Carlos Rocha - Ciberdúvidas da Língua Portuguesa
Carlos Rocha
Carlos Rocha
1M

Licenciado em Estudos Portugueses pela Faculdade de Ciências Sociais e Humanas da Universidade Nova de Lisboa, mestre em Linguística pela mesma faculdade e doutor em Linguística, na especialidade de Linguística Histórica, pela Faculdade de Letras da Universidade de Lisboa. Professor do ensino secundário, coordenador executivo do Ciberdúvidas da Língua Portuguesa, destacado para o efeito pelo Ministério da Educação português.

 
Textos publicados pelo autor

Pergunta:

A minha pergunta tem a ver com a fluência da língua portuguesa, nomeadamente como interligar oralmente as palavras numa frase de modo a que esta tenha um som fluido e sem grandes pausas entre as palavras.

---*---

- _Enunciado da tarefa_:
Transcreva, sem qualquer alteração, o trecho do texto sobre Carlos Rocha que começa em "Licenciado em Estudos" e termina em "da Educação português.". O material apresentado a seguir não tem qualquer papel neste exercício.

---*---

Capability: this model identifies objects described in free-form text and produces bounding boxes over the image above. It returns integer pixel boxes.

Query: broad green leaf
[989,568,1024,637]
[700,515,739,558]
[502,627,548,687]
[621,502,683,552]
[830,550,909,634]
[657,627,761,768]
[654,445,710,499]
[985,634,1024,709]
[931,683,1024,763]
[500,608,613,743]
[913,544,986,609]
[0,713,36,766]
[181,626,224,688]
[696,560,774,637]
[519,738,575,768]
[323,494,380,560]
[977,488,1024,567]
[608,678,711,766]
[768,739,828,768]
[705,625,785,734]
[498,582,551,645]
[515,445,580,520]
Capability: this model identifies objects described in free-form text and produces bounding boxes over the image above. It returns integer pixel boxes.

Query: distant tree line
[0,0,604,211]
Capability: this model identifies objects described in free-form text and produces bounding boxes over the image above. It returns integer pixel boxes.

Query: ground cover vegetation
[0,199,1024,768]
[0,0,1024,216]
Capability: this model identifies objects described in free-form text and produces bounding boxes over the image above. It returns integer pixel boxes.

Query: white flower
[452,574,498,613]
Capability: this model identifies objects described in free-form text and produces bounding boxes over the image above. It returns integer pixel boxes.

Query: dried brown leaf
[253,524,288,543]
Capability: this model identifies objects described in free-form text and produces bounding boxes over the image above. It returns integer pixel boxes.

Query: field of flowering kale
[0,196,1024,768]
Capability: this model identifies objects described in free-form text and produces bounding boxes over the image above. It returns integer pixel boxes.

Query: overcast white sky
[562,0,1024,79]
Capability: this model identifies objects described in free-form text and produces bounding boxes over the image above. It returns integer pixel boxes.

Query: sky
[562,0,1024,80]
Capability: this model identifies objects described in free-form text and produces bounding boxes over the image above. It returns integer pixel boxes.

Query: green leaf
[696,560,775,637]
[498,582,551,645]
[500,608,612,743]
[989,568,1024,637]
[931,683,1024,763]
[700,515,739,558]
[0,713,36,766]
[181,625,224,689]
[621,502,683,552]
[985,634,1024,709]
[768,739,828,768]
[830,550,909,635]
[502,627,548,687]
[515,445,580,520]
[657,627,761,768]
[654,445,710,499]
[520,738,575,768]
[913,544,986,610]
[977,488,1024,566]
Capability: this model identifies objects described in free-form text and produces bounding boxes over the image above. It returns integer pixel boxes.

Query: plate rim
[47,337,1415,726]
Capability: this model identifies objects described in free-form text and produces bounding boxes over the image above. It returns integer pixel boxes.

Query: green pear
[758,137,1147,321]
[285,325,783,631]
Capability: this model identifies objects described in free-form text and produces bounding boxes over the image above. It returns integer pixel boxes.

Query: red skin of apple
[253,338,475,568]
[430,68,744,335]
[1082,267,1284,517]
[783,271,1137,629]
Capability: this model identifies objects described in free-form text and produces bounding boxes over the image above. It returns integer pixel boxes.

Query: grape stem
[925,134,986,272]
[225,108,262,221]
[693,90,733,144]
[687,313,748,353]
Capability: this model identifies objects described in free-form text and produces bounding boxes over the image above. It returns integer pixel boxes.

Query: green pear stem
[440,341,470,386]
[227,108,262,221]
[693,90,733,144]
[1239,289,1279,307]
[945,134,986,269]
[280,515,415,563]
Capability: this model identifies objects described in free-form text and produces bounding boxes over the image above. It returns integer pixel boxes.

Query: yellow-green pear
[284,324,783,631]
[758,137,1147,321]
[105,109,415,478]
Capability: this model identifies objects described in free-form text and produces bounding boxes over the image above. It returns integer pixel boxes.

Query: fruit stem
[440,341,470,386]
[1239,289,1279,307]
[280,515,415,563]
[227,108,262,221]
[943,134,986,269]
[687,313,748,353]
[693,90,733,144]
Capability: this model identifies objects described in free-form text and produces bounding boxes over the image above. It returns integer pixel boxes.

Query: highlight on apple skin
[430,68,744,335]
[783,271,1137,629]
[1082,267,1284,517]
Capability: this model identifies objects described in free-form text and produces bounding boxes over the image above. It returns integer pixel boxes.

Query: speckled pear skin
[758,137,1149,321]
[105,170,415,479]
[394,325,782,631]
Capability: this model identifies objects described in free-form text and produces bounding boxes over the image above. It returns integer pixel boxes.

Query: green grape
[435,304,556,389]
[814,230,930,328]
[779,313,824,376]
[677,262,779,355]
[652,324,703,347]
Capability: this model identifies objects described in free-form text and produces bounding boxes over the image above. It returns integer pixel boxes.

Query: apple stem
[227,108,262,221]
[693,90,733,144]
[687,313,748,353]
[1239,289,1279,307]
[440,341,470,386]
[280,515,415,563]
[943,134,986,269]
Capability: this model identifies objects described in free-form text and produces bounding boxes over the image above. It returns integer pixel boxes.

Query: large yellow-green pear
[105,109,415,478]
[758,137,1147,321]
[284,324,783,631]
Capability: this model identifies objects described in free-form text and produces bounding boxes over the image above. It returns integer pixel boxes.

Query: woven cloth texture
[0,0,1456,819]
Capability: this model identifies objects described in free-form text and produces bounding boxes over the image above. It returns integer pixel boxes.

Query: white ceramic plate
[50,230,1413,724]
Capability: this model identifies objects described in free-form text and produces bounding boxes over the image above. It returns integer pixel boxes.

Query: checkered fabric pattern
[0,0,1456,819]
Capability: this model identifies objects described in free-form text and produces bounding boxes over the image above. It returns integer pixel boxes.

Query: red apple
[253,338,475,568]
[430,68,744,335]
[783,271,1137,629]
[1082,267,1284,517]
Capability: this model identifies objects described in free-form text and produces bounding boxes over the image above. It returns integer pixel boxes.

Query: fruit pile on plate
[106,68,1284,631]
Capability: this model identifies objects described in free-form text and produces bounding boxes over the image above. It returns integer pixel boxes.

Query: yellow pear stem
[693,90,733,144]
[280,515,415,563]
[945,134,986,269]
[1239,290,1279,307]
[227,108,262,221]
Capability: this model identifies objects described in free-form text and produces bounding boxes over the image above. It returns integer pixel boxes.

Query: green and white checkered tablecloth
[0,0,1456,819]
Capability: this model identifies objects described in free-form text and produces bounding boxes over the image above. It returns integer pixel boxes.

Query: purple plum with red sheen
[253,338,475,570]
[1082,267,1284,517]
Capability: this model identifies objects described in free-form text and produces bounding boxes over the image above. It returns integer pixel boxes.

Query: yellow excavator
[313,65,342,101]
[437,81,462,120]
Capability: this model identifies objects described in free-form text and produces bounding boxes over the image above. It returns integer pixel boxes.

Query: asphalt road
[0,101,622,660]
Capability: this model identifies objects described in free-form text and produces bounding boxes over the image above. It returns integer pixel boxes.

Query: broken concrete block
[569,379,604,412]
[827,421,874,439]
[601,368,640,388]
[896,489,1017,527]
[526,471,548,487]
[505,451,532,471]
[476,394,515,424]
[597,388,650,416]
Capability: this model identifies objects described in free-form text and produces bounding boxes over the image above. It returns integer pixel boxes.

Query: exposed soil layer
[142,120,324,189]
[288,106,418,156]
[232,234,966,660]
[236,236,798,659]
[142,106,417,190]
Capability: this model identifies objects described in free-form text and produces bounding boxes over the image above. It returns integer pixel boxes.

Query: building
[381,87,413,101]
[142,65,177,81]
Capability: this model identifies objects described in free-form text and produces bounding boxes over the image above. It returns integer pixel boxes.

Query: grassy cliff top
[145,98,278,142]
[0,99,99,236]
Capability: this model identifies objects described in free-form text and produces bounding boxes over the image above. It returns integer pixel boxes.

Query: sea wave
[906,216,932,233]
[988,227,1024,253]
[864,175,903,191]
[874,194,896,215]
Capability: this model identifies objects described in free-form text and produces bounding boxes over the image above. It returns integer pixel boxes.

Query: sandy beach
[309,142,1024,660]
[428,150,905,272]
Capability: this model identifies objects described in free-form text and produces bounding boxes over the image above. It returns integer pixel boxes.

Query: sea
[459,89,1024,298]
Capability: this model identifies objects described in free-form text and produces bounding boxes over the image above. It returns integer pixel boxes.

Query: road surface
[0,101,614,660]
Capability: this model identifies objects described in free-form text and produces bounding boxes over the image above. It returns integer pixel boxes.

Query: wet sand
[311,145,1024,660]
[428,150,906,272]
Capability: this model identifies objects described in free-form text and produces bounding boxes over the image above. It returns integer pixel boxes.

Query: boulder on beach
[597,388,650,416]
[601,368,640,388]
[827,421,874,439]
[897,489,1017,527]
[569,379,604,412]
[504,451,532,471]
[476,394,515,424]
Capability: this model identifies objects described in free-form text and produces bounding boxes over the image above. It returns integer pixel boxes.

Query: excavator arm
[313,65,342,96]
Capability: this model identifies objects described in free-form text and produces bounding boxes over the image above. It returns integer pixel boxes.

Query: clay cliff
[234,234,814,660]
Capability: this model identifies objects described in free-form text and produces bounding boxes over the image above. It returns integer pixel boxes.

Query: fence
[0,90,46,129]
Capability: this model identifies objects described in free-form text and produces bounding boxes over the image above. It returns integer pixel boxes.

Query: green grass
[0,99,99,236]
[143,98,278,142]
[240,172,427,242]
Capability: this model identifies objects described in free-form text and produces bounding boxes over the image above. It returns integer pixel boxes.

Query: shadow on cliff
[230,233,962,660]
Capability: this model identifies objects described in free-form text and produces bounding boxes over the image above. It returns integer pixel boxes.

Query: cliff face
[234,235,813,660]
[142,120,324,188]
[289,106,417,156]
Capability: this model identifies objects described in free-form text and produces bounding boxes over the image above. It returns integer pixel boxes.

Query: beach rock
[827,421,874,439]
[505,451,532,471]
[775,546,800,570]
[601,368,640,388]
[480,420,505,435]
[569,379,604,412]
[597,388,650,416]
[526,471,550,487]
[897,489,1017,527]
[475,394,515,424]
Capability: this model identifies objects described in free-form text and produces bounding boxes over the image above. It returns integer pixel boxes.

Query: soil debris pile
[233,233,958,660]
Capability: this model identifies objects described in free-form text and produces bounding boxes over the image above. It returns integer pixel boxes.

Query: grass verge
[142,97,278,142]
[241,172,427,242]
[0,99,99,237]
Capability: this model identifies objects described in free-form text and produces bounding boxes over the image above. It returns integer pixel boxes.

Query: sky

---*---

- _Resultado da tarefa_:
Licenciado em Estudos Portugueses pela Faculdade de Ciências Sociais e Humanas da Universidade Nova de Lisboa, mestre em Linguística pela mesma faculdade e doutor em Linguística, na especialidade de Linguística Histórica, pela Faculdade de Letras da Universidade de Lisboa. Professor do ensino secundário, coordenador executivo do Ciberdúvidas da Língua Portuguesa, destacado para o efeito pelo Ministério da Educação português.